Exercise directions: Reproduce every one of the items below word for word, without changing anything.

*-*-*

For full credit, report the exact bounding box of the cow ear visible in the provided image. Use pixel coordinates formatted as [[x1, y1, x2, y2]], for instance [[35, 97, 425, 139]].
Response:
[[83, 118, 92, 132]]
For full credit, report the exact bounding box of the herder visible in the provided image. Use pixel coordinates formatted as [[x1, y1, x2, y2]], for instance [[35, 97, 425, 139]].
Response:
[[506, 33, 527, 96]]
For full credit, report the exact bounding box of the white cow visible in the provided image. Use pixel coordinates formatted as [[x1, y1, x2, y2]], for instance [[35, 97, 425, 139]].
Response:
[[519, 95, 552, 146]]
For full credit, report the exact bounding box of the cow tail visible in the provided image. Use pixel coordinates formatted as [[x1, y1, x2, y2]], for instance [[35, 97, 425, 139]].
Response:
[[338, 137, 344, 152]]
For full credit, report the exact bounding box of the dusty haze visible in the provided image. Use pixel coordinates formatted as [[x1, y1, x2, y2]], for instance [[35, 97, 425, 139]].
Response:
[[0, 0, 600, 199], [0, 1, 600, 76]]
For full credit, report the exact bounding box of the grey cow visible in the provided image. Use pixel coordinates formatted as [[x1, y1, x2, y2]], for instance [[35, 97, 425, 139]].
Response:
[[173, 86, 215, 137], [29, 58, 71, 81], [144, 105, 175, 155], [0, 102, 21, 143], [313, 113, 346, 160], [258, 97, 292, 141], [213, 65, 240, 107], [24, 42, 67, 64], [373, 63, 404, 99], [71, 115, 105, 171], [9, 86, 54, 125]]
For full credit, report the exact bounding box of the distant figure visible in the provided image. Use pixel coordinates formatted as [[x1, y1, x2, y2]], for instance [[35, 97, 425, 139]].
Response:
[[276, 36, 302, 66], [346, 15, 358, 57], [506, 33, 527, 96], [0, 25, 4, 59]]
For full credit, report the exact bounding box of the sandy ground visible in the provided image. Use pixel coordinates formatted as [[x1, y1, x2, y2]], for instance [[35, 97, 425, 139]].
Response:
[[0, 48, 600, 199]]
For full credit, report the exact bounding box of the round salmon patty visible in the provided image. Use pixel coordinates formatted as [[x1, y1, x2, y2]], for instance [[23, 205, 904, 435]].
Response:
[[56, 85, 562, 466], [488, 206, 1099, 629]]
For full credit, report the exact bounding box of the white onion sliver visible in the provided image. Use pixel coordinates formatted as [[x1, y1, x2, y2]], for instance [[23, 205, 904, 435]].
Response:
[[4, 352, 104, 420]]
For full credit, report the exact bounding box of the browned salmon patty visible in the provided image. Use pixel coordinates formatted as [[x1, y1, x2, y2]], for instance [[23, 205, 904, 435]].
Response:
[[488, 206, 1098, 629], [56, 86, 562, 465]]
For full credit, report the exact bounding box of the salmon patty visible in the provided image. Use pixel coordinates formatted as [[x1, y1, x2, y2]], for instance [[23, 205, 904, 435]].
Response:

*-*-*

Task output:
For full credit, report the exact bounding box of the cow ear visible in the provided image. Use pixel coordinates formatted as [[x1, y1, x2, y2]], for instance [[35, 97, 425, 139]].
Response:
[[83, 118, 92, 132]]
For full credit, report the exact bounding box of the herder visible in the provided image. Use pixel coordinates formatted as [[x1, y1, x2, y2]], for instance [[35, 97, 425, 139]].
Response:
[[506, 33, 527, 96]]
For full credit, report the exact bounding box of the white cow visible in the provided image. Use pixel coordinates formatted as [[x1, y1, x2, y2]], for instance [[35, 97, 425, 139]].
Response:
[[519, 95, 552, 146]]
For full credit, report the exact bounding box of the cow tail visible in the provided image. Use pixel coordinates formatted as [[x1, y1, x2, y2]], for instance [[35, 97, 425, 139]].
Response:
[[338, 137, 344, 152]]
For full credit, report the exact bounding box of the dusty haze visible in the provided image. Use pixel coordinates formatted as [[x1, y1, x2, y2]], for instance [[35, 97, 425, 139]].
Response:
[[0, 0, 600, 199], [0, 1, 600, 76]]
For full credit, report the exact bounding box of the grey cow visible in the provided image. Use pixel coordinates formatted as [[x1, y1, x2, y2]], for instance [[35, 97, 425, 139]].
Response:
[[173, 86, 215, 137], [29, 58, 71, 81], [144, 105, 175, 155], [0, 102, 21, 143], [313, 113, 346, 160], [258, 97, 292, 141], [213, 65, 240, 107], [24, 42, 67, 64], [373, 63, 404, 99], [71, 115, 105, 171], [9, 86, 54, 125]]
For full credit, report the exact bounding box of the distant figure visible in the provided image. Use pixel coordinates formatted as [[x1, y1, x2, y2]], for instance [[35, 97, 425, 139]].
Response:
[[276, 36, 302, 66], [346, 15, 358, 57], [506, 33, 527, 96], [0, 25, 4, 59]]
For full credit, report the exact bounding box of the sandy ground visible in the provided image. Use pixel coordinates formatted as [[x1, y1, x2, y2]], for instance [[35, 97, 425, 139]].
Response:
[[0, 48, 600, 199]]
For full credit, report the exact bounding box of the round salmon patty visible in the provided image. Use pixel coordinates formatted as [[x1, y1, x2, y2]], for instance [[23, 205, 904, 435]].
Response:
[[56, 85, 562, 466], [488, 206, 1099, 629]]
For full credit, report the exact bounding box of the white onion sliver visible in the provided image. Use pixel coordinates formatted as [[x1, y1, x2, y2]], for instance [[23, 205, 904, 435]].
Response:
[[4, 352, 104, 420]]
For full credit, report the exact bounding box of the browned salmon patty visible in the provided image. Use pixel coordinates formatted as [[x1, y1, x2, y2]], for instance [[23, 205, 904, 435]].
Response:
[[488, 206, 1098, 629], [56, 86, 562, 465]]
For full credit, report the exact bounding box of the salmon patty visible in the provided image. Use pixel coordinates formatted as [[x1, y1, x2, y2]], for instance [[23, 205, 904, 435]].
Response:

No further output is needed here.